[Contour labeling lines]
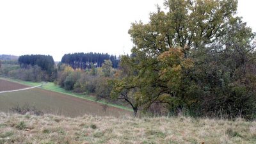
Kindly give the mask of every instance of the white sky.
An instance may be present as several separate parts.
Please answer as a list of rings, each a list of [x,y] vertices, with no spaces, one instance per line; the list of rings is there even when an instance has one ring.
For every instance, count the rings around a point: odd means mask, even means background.
[[[148,20],[163,0],[1,0],[0,54],[129,53],[131,23]],[[238,15],[256,31],[255,0],[239,0]]]

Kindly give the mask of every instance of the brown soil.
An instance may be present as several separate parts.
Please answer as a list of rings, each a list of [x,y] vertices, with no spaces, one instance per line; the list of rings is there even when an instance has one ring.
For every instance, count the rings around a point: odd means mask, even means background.
[[[5,83],[5,81],[2,82]],[[14,87],[17,84],[9,81],[6,81],[6,83],[7,82],[10,87]],[[3,83],[0,83],[1,88],[5,85]],[[84,114],[122,116],[131,113],[130,111],[111,106],[108,106],[104,109],[102,104],[98,102],[38,88],[0,93],[0,111],[8,112],[17,105],[22,106],[28,104],[35,106],[45,113],[70,117],[83,116]]]
[[[8,91],[8,90],[15,90],[28,88],[29,86],[23,85],[21,84],[0,79],[0,92],[1,91]]]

Written instruction:
Render the lines above as a two-column CSV with the headers request and answer, one row per request, putting its text and its answer each in a single quoted field with line breaks replaced by spaces. Cover every line and omit the pictures.

The output:
request,answer
"Kindly give the mask of every instance of the white sky. An instance may be present as several separate parts. Please answer as a list of rings, each a list of [x,y] vertices, with no spaces, one instance per line; the list of rings is there even when an instance has one ring. For every instance, count the rings around a point: odd means mask, even means background.","[[[148,20],[163,0],[1,0],[0,54],[129,53],[131,23]],[[238,15],[256,31],[255,0],[239,0]]]"
"Kindly give the mask of every instance of the brown soil. An instance may be present as several separate parts. Please answer as a list of rings, each a list of [x,y] vertices, with no spaces, one instance per line; the list of rings is there even when an instance has one ring. For every instance, count the rings around a point: odd means mask, even means background.","[[[5,83],[5,81],[2,82]],[[14,87],[17,84],[9,81],[6,81],[6,83],[7,82],[10,87]],[[3,83],[0,83],[1,88],[5,85]],[[84,114],[122,116],[131,113],[130,111],[111,106],[108,106],[104,109],[102,104],[98,102],[38,88],[0,93],[0,111],[8,112],[17,105],[22,106],[28,104],[35,106],[45,113],[70,117],[83,116]]] [[[8,91],[8,90],[15,90],[28,88],[29,86],[23,85],[21,84],[0,79],[0,92],[1,91]]]"